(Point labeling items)
____________________

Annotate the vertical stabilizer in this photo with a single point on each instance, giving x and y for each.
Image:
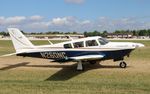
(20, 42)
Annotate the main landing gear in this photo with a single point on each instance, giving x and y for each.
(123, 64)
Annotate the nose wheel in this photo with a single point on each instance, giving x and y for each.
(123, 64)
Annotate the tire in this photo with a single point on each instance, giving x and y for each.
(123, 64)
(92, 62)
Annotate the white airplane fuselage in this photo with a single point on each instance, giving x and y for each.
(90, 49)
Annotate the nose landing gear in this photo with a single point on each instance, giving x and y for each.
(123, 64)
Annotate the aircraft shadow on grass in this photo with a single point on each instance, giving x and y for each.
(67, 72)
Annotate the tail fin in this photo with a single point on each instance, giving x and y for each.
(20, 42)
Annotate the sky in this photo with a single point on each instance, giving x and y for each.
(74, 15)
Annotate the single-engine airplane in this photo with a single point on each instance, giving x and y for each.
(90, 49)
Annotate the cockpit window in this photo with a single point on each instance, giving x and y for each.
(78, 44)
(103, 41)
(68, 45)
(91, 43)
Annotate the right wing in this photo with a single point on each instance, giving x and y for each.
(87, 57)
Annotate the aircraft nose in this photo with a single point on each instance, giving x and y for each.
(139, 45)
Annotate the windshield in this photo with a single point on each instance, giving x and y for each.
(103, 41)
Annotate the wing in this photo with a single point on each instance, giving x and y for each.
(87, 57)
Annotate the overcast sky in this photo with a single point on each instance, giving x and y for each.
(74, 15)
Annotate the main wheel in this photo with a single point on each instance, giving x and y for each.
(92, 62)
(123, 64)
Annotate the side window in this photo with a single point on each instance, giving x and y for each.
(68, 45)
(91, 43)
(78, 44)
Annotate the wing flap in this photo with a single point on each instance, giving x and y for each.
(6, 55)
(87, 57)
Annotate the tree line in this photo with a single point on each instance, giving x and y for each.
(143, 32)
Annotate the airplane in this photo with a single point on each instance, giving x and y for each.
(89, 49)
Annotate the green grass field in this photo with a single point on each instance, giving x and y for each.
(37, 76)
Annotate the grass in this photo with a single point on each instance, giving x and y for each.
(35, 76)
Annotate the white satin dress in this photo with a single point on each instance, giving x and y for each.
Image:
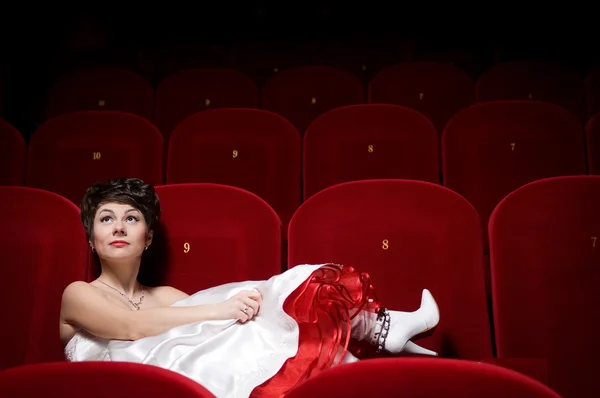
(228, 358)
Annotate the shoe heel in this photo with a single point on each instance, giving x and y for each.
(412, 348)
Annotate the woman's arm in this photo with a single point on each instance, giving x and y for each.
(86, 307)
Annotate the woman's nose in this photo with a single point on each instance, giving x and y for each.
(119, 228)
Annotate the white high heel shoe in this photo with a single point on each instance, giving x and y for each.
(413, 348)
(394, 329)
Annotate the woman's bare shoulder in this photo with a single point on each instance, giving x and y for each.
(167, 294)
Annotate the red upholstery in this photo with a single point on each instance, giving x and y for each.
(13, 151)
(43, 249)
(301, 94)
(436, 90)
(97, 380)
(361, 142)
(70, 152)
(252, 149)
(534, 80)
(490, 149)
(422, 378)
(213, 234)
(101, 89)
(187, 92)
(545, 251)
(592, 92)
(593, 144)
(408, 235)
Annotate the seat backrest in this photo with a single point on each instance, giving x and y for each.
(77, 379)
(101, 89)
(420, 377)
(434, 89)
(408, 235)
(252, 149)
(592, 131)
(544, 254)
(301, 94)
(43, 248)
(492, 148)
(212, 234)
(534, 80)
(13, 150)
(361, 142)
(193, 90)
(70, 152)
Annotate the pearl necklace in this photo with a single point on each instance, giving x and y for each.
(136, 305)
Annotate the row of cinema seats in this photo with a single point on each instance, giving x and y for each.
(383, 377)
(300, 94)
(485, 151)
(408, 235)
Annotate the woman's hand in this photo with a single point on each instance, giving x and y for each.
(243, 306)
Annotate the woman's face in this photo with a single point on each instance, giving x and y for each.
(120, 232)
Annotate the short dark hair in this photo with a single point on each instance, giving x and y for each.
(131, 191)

____________________

Rewrite the items from the line containing "Annotate the woman's nose" down through the end of the items, replacing "cinema seats" with "theater seats" and leaving everything else unchanged.

Annotate the woman's nose in this photo with a single point on each instance, giving x and y for each.
(119, 228)
Annotate the white high heel shoe in this photo with a single point on each instance, giving x and y for each.
(413, 348)
(394, 329)
Annotate the woman's bare shoulder in this photo with a single point on each instance, giving x and y for each.
(167, 294)
Annotate the red upholstery in this photo with a single point on each instance, giving x and y for each.
(13, 151)
(43, 249)
(301, 94)
(436, 90)
(97, 380)
(361, 142)
(70, 152)
(252, 149)
(534, 80)
(490, 149)
(422, 378)
(213, 234)
(101, 89)
(187, 92)
(545, 251)
(592, 92)
(593, 144)
(408, 235)
Annotate the seat backrest in this photo with a single point on each instance, giving x and y for each.
(77, 379)
(101, 89)
(420, 377)
(434, 89)
(408, 235)
(252, 149)
(592, 131)
(544, 254)
(301, 94)
(43, 248)
(492, 148)
(212, 234)
(534, 80)
(13, 150)
(361, 142)
(193, 90)
(70, 152)
Annotate the pearl necklace in this photo with a single point on each instance, giving x and y for each.
(136, 305)
Annotate the row of theater seats in this photo with a single point on each instance, giving x and y for each.
(383, 377)
(300, 94)
(485, 151)
(408, 235)
Annotate the woman's hand in this photo with a single point on each instance, giving x and y for each.
(243, 306)
Annotate the woman's face in this photo with a single point on each instance, giving x and y for each.
(120, 232)
Annotate the short dark hair in this photo with a single point on each instance, giving x and y for each.
(131, 191)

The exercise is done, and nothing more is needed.